··· Extract to read

When a Paragraph isn’t Enough

I woke up this morning and read your obituary in the Bardian. It’s only a paragraph, but that’s all they had room for. I was on the plane coming back from your funeral when I was asked to send over my thoughts and add some sentences and anecdotes. When I found out that you had passed away I was in too much shock to form any words, in too much pain to understand emotion, in too much of a surreal, unknown, place to sum up anything about you. How do you break one person down to only a paragraph of words? We couldn’t. The obituary we sent in was more than a page. We wanted to also include one of your poems alongside the obit, but there wasn’t enough room.

Space. When I think about you and the space you occupied while you were alive a paragraph would’ve been too small for you. A paragraph would only be your introduction. How you would enter a room. A paragraph would be your first smile in the morning or your tired eyes in the evening. But your life – your life would be pages and pages worth of tales and adventure, of emotion and thought. It would last much longer than you would’ve thought possible. It would have flowed from one part of your life to the next. It would almost mimic the river that you loved so much. It would crash up against obstacles and then find its way around them to calmer waters. It would coast along and then speed up to the point where you’d have to take control and slow it down, yourself. The space you filled after you entered was no longer empty air – you liked to talk, a lot. But your words weren’t empty; the sentences you shared with the world weren’t meaningless. You had opinions, thoughts, fears, and dreams. Your cadence of words was similar to songs I would want to listen to over and over again. Songs that would get inside my head, make me dance, make me cry, make me feel.

······
··· Extracted material

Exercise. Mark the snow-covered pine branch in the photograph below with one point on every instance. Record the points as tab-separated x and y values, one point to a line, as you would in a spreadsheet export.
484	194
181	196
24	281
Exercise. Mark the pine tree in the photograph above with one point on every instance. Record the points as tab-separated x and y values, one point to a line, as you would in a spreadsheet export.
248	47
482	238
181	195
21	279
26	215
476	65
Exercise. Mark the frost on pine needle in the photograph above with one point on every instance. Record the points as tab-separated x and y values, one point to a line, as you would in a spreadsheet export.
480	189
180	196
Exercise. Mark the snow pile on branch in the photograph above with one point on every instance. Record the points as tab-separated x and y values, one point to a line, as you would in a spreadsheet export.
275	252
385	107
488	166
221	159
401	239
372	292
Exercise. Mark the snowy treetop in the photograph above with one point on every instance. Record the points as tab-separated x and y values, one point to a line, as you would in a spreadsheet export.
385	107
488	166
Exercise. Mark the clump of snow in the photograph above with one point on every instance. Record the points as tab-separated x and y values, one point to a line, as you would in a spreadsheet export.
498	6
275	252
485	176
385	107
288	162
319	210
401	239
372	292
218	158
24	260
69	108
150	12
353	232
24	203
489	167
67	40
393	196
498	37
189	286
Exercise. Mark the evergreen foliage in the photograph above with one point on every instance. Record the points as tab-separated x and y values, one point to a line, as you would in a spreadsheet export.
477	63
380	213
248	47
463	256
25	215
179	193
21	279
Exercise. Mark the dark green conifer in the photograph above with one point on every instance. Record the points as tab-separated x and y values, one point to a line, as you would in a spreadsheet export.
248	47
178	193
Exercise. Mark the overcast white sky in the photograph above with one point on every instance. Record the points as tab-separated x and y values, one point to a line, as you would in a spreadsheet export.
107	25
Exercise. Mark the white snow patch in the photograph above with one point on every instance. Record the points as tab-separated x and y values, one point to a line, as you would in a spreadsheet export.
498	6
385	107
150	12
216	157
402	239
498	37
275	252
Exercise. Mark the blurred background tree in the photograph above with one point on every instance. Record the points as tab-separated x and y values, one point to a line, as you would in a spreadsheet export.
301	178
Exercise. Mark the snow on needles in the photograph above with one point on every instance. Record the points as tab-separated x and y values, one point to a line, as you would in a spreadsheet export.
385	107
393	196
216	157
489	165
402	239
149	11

······
··· Extracted material

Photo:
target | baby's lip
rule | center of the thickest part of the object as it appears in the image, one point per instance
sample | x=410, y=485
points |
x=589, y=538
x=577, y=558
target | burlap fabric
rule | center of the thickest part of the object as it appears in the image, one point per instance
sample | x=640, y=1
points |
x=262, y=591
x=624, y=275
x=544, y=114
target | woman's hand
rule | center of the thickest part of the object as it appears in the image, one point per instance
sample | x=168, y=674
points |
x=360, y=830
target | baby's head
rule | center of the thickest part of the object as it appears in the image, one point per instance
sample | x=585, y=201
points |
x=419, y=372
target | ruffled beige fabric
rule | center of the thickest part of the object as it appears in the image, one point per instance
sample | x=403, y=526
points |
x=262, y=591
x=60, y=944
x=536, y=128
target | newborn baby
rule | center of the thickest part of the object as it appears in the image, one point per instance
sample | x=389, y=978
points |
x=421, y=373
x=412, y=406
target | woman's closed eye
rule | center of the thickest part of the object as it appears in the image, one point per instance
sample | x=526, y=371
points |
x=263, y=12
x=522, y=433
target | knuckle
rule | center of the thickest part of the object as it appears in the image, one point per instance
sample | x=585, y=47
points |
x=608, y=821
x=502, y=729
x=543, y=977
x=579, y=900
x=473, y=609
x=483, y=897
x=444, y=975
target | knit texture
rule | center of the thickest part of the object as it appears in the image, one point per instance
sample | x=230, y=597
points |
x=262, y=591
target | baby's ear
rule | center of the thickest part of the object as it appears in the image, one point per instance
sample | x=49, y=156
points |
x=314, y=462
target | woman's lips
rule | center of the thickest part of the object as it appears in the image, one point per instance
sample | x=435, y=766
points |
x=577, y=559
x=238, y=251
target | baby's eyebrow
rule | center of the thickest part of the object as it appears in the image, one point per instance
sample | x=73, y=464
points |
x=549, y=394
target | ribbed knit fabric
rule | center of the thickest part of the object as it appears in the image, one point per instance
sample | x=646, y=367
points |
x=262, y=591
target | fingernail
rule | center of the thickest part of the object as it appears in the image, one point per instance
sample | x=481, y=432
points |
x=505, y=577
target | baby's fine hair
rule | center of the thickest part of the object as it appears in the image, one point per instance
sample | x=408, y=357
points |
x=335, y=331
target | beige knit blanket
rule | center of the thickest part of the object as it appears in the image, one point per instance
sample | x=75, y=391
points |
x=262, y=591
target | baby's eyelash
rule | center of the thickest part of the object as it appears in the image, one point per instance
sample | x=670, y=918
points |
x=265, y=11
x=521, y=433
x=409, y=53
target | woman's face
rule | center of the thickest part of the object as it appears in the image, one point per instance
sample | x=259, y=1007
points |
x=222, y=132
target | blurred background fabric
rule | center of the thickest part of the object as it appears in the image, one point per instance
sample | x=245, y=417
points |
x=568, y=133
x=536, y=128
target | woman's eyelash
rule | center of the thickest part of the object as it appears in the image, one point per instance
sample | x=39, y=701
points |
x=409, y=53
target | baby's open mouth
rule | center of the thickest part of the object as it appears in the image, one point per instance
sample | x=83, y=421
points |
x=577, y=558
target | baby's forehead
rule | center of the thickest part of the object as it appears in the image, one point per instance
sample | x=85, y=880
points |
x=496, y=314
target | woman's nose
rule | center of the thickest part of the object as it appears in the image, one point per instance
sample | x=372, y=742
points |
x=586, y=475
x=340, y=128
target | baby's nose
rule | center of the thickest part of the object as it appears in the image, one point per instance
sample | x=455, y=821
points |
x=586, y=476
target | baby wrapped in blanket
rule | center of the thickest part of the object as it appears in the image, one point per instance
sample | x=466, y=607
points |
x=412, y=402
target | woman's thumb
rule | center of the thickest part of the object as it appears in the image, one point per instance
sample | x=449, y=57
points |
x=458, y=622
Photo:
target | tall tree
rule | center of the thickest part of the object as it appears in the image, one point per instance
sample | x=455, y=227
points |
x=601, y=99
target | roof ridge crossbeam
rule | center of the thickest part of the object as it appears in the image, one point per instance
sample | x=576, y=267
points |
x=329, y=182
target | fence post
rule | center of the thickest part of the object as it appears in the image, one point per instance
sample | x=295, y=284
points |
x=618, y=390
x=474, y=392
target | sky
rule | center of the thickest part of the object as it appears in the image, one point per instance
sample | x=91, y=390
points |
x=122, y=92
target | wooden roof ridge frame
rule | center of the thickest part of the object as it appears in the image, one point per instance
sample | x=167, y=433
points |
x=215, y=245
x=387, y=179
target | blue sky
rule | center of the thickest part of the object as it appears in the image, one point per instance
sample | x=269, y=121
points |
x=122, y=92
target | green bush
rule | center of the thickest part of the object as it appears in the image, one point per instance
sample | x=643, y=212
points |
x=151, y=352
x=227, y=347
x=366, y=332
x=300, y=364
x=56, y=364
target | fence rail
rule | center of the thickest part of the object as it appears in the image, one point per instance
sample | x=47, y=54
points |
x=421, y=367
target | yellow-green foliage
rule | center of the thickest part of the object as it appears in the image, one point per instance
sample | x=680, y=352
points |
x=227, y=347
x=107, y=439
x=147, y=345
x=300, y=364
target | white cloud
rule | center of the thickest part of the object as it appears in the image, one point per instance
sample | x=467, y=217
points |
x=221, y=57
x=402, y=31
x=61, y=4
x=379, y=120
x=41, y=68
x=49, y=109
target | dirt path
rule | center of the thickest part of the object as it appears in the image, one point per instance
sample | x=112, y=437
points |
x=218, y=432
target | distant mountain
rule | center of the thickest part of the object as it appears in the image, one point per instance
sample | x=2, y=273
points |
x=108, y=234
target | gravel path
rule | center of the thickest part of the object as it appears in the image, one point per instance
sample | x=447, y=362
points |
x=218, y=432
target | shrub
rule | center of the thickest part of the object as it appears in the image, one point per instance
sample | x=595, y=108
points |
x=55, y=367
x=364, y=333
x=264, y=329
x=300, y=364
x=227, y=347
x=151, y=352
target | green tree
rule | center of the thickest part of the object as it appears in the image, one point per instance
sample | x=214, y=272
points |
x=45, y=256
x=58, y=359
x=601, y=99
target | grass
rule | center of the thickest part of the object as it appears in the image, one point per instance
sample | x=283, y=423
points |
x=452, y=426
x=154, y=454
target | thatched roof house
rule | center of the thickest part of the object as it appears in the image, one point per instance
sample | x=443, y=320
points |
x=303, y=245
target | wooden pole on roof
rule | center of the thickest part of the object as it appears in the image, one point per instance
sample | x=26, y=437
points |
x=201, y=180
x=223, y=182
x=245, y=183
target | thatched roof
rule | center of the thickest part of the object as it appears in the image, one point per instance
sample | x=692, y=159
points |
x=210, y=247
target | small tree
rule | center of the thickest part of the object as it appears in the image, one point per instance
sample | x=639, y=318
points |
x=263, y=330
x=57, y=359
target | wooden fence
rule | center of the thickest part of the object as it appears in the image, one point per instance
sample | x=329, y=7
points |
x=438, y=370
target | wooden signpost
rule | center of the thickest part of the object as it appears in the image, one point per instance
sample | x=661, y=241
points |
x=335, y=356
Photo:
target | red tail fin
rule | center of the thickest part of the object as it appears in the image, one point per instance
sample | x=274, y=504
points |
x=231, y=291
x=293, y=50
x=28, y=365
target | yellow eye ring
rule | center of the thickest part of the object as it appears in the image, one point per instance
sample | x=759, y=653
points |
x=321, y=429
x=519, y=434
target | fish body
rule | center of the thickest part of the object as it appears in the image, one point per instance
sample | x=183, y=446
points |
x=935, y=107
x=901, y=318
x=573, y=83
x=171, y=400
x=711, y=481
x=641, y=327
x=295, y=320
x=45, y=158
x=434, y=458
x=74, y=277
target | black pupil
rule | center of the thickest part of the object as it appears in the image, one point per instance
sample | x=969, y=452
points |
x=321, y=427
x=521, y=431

······
··· Extracted material

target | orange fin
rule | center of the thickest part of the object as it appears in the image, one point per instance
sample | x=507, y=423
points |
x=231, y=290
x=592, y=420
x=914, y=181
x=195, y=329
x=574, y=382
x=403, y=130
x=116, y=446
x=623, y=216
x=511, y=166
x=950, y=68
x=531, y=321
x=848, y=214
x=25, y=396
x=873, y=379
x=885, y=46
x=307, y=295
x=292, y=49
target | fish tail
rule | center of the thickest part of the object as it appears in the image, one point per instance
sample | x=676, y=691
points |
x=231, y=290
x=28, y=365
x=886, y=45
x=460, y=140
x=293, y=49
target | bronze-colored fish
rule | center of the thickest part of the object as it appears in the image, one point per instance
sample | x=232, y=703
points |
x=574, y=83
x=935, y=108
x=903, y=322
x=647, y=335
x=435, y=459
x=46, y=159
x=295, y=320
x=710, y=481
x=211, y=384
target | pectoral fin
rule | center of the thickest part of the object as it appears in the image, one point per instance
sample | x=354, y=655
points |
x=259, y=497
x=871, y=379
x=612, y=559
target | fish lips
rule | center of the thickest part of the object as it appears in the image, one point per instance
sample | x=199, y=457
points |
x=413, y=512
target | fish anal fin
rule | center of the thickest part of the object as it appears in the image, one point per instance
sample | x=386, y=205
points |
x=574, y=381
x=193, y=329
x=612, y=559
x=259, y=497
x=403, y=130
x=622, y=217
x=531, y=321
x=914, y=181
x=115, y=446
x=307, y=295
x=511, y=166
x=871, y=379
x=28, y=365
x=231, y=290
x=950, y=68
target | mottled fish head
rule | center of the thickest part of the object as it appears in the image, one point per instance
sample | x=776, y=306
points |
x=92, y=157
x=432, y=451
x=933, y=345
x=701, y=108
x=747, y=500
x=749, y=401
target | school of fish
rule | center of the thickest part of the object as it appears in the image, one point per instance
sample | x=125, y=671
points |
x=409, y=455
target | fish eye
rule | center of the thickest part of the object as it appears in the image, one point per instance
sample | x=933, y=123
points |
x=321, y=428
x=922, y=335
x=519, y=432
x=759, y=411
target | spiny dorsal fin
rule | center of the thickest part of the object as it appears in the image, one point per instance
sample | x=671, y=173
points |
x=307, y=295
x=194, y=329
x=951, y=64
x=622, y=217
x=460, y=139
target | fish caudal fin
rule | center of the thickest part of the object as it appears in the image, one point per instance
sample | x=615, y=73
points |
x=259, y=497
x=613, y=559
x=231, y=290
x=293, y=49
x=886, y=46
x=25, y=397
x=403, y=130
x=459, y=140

······

--- Problems to solve ---
1 > In the piece about the obituary, how long was the obituary the writer and others sent in?
2 > Pick up the piece about the obituary after its last sentence and keep writing in the same voice.

--- Answers to this exercise ---
1 > More than a page.

2 >
It’s been almost 3 months since you’ve passed away and I’m still struggling in many ways, not to make sense of it because I can’t, but to capture the essence of you. To express how much you meant, not only to me, but to each person you came in contact with. You had staying power. Meet you once, and know you forever. When we met, we hugged and I fell in love with your voice, your smile, and your laugh. The second time we met, you kissed me on a stairwell in Tewksbery. The third time we met, you patted my head in the Paranoids. The fourth time we met, we talked for hours. It was after this that I knew you were someone who was going to, in some way, affect me forever.

My therapist says that this is going to take me a long time to work through – that loss is like waves in the ocean – swells of rebirth and creativity and crashes of pain and hurt. And as articulate as I want to be in these moments, filling more than a simple paragraph, all I can say to sum it all up is not even a complete sentence.  “This sucks”, “This really, really sucks”.